スリニヴァサンはシリコンヴァレーのなかでも極端なテクノロジー至上主義者だ。彼のような人間が平時にバイオテクノロジーの規制プロセス緩和を訴えたところで、それは「素早く動いて破壊せよ」と言っているのと同じ、シリコンヴァレーの典型的なレトリックだと受け止められて終わりだろう。しかしいまは状況が違う。社会の実存的な脅威に駆り立てられて、シリコンヴァレーのスタートアップも、通常のバイオテクノロジー企業も、一斉にCOVID-19対応へと舵を切った。病院は患者数と死者数の増加ペースに後れをとらないよう、ICU病棟の収容能力を懸命に拡大している。同様に規制組織がバイオテック企業のペースに付いていけるかどうかは、考えてみる価値のありそうな問題だ。
To all biotech & tech people:
The Manhattan Project for the virus is going to end up being the Palo Alto Project.
It's on us. The state doesn't have tech talent anymore. Can't fix that overnight. But we can get them to legalize biomedical innovation with expanded right-to-try.
— Balaji S. Srinivasan (@balajis) March 20, 2020
過去20年間で、バイオテクノロジーは驚異的としか言いようがない進歩を遂げた。大きな要因はゲノムシーケンス解析が劇的にコストダウンされたこと(その速度はいまやムーアの法則を超える)、ゲノム編集とプログラミングを直接的にかなえる一連のツール(CRISPR-Cas9)が開発されたことだが、最近ではビッグデータ分析や機械学習アルゴリズムを用いて、ほぼ無限に成長を続ける生物情報データベースを処理することも可能になった。「合成生物学」と呼ばれるこの新たな分野は、自然という限界の定められた世界から科学者たちを自由にした。

__元データ__
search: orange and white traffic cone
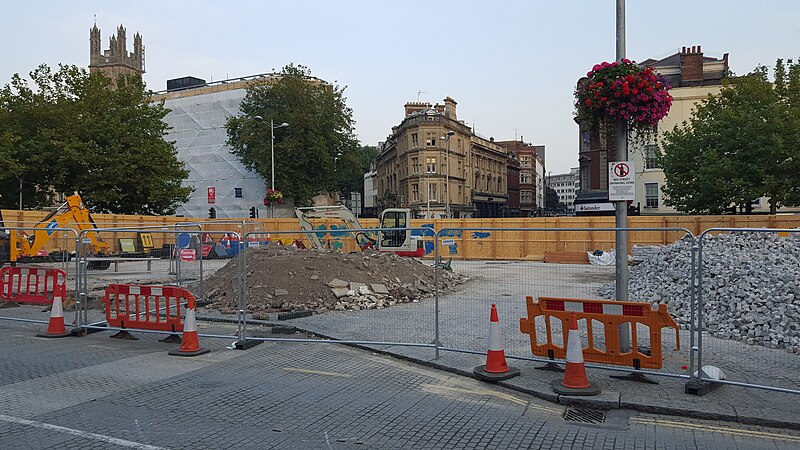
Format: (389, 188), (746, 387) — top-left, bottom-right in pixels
(169, 304), (211, 356)
(472, 303), (519, 381)
(37, 297), (72, 337)
(550, 313), (600, 395)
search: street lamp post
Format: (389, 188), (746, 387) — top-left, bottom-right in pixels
(253, 116), (289, 217)
(442, 131), (456, 219)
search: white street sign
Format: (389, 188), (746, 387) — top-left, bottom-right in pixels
(608, 161), (636, 202)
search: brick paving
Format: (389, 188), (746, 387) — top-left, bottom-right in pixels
(0, 321), (800, 449)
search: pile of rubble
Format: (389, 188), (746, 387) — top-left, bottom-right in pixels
(599, 233), (800, 353)
(200, 244), (467, 318)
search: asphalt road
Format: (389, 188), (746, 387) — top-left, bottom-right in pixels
(0, 321), (800, 449)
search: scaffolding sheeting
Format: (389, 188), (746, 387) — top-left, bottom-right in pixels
(164, 89), (282, 218)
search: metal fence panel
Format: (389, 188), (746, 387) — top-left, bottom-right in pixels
(437, 228), (691, 376)
(698, 228), (800, 394)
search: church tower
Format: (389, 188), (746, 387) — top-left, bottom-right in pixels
(89, 24), (144, 80)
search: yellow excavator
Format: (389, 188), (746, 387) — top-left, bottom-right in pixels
(9, 192), (111, 269)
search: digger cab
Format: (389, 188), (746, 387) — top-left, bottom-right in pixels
(378, 208), (425, 257)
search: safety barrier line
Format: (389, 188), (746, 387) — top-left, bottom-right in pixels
(520, 296), (680, 369)
(0, 266), (67, 305)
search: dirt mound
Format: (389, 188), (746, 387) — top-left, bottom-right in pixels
(205, 245), (467, 318)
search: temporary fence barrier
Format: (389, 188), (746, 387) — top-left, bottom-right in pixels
(0, 266), (67, 304)
(76, 224), (236, 331)
(519, 296), (680, 369)
(103, 284), (184, 333)
(686, 228), (800, 395)
(6, 222), (800, 393)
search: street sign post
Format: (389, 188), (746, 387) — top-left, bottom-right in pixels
(608, 161), (636, 202)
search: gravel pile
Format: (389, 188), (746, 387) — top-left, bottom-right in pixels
(599, 233), (800, 353)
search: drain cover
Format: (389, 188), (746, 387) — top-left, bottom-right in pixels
(564, 408), (606, 423)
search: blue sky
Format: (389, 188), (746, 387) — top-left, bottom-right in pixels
(0, 0), (800, 173)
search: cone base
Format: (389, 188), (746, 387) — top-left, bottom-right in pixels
(233, 339), (261, 350)
(158, 333), (183, 344)
(472, 366), (519, 382)
(550, 380), (602, 395)
(36, 331), (72, 337)
(109, 330), (139, 341)
(167, 348), (211, 356)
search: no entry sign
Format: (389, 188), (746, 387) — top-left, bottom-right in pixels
(608, 161), (636, 202)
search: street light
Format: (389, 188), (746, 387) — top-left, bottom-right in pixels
(442, 131), (456, 219)
(253, 116), (289, 216)
(253, 116), (289, 191)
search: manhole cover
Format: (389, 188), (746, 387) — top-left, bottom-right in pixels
(564, 408), (606, 423)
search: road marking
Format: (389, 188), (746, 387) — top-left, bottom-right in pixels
(631, 417), (800, 442)
(283, 367), (352, 378)
(420, 384), (561, 414)
(0, 414), (164, 450)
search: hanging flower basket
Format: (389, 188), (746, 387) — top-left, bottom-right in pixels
(575, 59), (672, 133)
(264, 189), (286, 206)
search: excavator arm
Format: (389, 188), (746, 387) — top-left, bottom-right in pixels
(10, 193), (110, 261)
(295, 205), (375, 250)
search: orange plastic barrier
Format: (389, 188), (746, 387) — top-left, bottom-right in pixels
(103, 284), (190, 333)
(519, 297), (681, 369)
(0, 266), (67, 305)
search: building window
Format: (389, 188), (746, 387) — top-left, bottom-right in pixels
(425, 133), (436, 147)
(644, 183), (658, 208)
(581, 166), (590, 191)
(425, 157), (436, 173)
(644, 144), (658, 169)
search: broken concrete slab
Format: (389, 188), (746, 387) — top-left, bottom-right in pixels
(331, 287), (349, 298)
(369, 283), (389, 295)
(350, 281), (366, 292)
(327, 278), (349, 288)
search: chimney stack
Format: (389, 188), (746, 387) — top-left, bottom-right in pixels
(681, 45), (703, 84)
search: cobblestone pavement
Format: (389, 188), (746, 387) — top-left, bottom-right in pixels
(0, 314), (800, 449)
(287, 261), (800, 429)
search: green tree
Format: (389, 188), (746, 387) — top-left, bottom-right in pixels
(660, 60), (800, 214)
(0, 65), (192, 214)
(226, 64), (363, 206)
(336, 145), (378, 198)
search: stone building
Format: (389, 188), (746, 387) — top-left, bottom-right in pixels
(497, 137), (546, 217)
(545, 167), (580, 213)
(89, 24), (144, 80)
(375, 97), (508, 218)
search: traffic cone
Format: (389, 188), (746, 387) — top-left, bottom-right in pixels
(550, 313), (600, 395)
(472, 303), (519, 381)
(169, 304), (211, 356)
(37, 297), (72, 337)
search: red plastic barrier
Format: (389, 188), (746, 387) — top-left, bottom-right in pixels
(103, 284), (196, 333)
(0, 266), (67, 305)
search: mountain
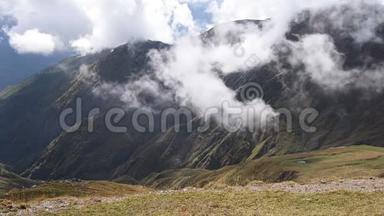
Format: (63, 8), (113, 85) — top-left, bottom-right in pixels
(0, 27), (71, 90)
(0, 5), (384, 183)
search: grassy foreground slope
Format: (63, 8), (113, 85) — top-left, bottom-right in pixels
(144, 145), (384, 189)
(54, 190), (384, 216)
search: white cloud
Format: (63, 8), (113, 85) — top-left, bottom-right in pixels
(0, 0), (201, 53)
(8, 29), (55, 55)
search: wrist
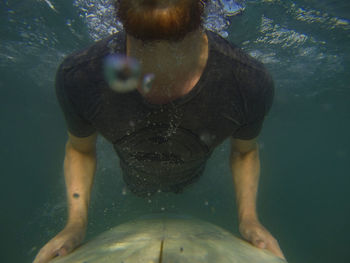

__課題内容__
バイオテクノロジーの進歩とCOVID-19への対応を論じた文章を、最後の文の後から書き継ぐ。

__想定解答__
ほんの数年前には想像もできなかったスピードで、わたしたちは自らの望みを正確にかなえてくれる遺伝的構造を設計し、計画し、量産できるようになった。COVID-19の治療法、検査法、そして最終的にワクチンを開発するという挑戦は、スリニヴァサン以外の人々にとっても、合成生物学という新たなツールを活用する絶好の機会と映っているだろう。バイオテクノロジーの開拓者たる科学者たちにとって、パンデミック(世界的大流行)との闘いは、彼らが一生をかけて向き合い続ける仕事だ。
超高速の治療工学×超高速の製造技術
スリニヴァサンは連続ツイートのなかで、現在進行しているCOVID-19関連の技術プロジェクトを長いリストにまとめた。そのリストには、最先端のアプローチを通じて抗体発見と医薬品製造に挑む合成生物学のスタートアップ、新型コロナウイルス検査に取り組むふたつの別々のグループ、開発が進められている有望なワクチンの情報などが掲載された。
スリニヴァサンが「パロアルト」として紹介したなかには、実際にはパロアルトの近くにない企業も含まれている。また現実的なワクチン開発プロジェクトは、政府と民間企業の協力なくしては進まないものだ。しかしそれでも、バイオテクノロジー、コンピューティング、COVID-19が交わる世界を写し取ったスリニヴァサンの投稿は、現状把握のためには大いに有効だった。